[Stored items]
[Start of section]

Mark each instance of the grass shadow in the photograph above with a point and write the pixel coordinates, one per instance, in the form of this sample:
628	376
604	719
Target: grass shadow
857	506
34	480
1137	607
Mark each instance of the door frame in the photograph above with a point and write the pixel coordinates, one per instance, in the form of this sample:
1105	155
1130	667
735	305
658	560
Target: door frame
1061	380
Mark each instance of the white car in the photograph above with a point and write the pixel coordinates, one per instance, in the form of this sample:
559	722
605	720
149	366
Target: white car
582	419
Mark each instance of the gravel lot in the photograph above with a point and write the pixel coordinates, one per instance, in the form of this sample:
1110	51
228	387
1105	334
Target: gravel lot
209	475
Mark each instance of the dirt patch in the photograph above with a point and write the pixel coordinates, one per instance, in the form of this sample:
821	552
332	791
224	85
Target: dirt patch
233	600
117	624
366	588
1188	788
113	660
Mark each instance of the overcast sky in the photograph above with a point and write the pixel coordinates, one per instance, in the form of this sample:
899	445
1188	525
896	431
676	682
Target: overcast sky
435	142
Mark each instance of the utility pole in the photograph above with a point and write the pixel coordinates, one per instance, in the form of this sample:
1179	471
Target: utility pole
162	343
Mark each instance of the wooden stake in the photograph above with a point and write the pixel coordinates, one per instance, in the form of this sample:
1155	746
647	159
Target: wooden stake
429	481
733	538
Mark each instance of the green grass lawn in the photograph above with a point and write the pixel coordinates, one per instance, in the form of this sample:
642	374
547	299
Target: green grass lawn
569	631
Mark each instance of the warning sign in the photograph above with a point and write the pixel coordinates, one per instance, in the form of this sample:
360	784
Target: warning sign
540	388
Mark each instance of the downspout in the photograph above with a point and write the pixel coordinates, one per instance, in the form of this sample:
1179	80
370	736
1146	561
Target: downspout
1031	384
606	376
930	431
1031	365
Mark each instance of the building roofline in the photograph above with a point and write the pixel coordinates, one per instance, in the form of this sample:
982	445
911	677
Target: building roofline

[End of section]

▸ **Task brief**
Every record above must appear again in the answer, unchanged.

▸ **Expected answer**
Mark each instance of the grass shadow in the photograph above with a point and write the pixel coordinates, one per instance, in the form of this sample:
628	376
604	719
Target: grass shadow
857	506
34	480
1137	607
Mark each instance of the door frame in the photograph above with a point and write the pixel coordinates, one per instance, in the form of this sample:
1105	155
1130	667
735	305
658	560
Target: door frame
1061	380
Mark each instance of the white car in the photograph above with a point and write the pixel coordinates, one per instance, in the form of this sample:
559	722
605	720
149	366
Target: white car
582	419
Mark each instance of the gravel lot in the photograph above with a point and write the pixel coordinates, one per instance, in the form of this sample:
1110	51
228	387
1105	334
Target: gravel lot
209	475
Mark each instance of the dirt patch in the photograph above with a point and write the pixel coordinates, one per instance, in the form of this sample:
821	552
332	791
224	85
Target: dirt patch
233	600
117	624
366	588
1188	788
113	660
Mark each instance of the overcast sky in the photograph above with a point and write the pixel coordinates, one per instance, in the form of this sample:
899	445
1188	525
896	431
676	682
Target: overcast sky
435	142
Mark each instance of the utility pole in the photograph above with a point and write the pixel coordinates, one per instance, in the form of this sample:
1179	471
Target: utility pole
162	343
Mark each instance of the wooden stake in the photograph above with a point and write the pixel coordinates, one per instance, in the form of this sample:
1155	746
647	159
Target: wooden stake
429	481
733	538
Mark each instance of the green grass lawn in the photograph above with a point and write the pixel coordinates, one per instance, in the form of this sample:
642	374
547	299
Target: green grass lawn
569	631
Mark each instance of the warning sign in the photograph above with a point and write the pixel coordinates, one per instance, in the form of this sample:
360	784
Target: warning sign
540	388
Mark each instance of the downspout in the photograph above with a point and write the pixel coordinates, one per instance, in the form of this sample:
1179	80
370	736
1146	561
Target: downspout
1031	384
606	376
930	431
1031	365
Mark each instance of the building roofline in the photograph above with a point and write the pixel coordinates, one per instance, in the form of this sample:
982	445
911	677
Target: building roofline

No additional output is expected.